→ **Given request**: Write out every single entry exactly.

******************************

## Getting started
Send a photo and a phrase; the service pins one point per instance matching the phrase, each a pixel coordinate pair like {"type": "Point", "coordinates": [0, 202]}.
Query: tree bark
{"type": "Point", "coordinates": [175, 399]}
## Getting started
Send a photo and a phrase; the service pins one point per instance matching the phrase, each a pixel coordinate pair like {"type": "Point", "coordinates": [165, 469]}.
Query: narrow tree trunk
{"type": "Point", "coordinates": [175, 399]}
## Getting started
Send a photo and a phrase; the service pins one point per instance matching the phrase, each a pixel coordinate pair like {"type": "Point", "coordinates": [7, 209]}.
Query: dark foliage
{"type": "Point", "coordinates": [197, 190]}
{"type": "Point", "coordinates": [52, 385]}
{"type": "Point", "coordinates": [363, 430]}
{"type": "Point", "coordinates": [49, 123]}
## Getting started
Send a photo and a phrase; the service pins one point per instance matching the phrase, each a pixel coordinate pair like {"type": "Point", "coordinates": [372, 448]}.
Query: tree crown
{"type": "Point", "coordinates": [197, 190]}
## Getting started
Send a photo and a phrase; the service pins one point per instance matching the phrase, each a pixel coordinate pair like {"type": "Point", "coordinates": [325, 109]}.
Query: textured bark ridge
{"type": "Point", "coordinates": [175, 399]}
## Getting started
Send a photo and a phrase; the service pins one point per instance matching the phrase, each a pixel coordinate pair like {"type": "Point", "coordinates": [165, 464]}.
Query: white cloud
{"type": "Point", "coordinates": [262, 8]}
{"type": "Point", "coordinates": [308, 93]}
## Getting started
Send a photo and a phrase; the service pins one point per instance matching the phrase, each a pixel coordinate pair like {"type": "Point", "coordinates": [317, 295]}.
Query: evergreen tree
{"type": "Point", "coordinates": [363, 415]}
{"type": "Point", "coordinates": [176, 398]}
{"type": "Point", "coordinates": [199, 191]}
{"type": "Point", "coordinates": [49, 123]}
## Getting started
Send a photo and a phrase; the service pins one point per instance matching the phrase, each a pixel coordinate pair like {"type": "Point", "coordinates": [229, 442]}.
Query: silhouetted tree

******************************

→ **Solution to this task**:
## Getting started
Send a photo and a phrase; the service pins one point per instance matching the phrase, each a pixel coordinate pair like {"type": "Point", "coordinates": [0, 202]}.
Query: tree bark
{"type": "Point", "coordinates": [175, 399]}
## Getting started
Send a photo and a phrase; the service pins one point per instance matching the phrase, each a pixel coordinate pair like {"type": "Point", "coordinates": [165, 469]}.
Query: narrow tree trunk
{"type": "Point", "coordinates": [175, 399]}
## Getting started
Send a photo and a phrase; the service pins one point per instance matching the phrase, each a pixel coordinate pair like {"type": "Point", "coordinates": [7, 209]}.
Query: dark foliage
{"type": "Point", "coordinates": [197, 190]}
{"type": "Point", "coordinates": [52, 385]}
{"type": "Point", "coordinates": [363, 430]}
{"type": "Point", "coordinates": [49, 123]}
## Getting started
Send a photo and a phrase; the service pins one point per instance matching the phrase, each a pixel coordinate pair like {"type": "Point", "coordinates": [372, 448]}.
Query: tree crown
{"type": "Point", "coordinates": [197, 190]}
## Getting started
Send a photo and a phrase; the service pins one point per instance matching the phrase, each a pixel coordinate pair like {"type": "Point", "coordinates": [325, 109]}.
Query: textured bark ridge
{"type": "Point", "coordinates": [175, 399]}
## Getting started
Send a photo and a phrase; the service pins one point per instance matching the phrase, each a pixel coordinate pair like {"type": "Point", "coordinates": [165, 464]}.
Query: white cloud
{"type": "Point", "coordinates": [262, 8]}
{"type": "Point", "coordinates": [308, 93]}
## Getting started
Send a photo and a phrase; the service pins one point per instance matching the phrase, each a pixel coordinate pair like {"type": "Point", "coordinates": [317, 295]}.
Query: evergreen tree
{"type": "Point", "coordinates": [363, 415]}
{"type": "Point", "coordinates": [176, 398]}
{"type": "Point", "coordinates": [199, 191]}
{"type": "Point", "coordinates": [49, 123]}
## Getting started
Send a photo and a phrase; the service pins one point per instance matching the phrase, each a pixel coordinate pair like {"type": "Point", "coordinates": [229, 442]}.
Query: silhouetted tree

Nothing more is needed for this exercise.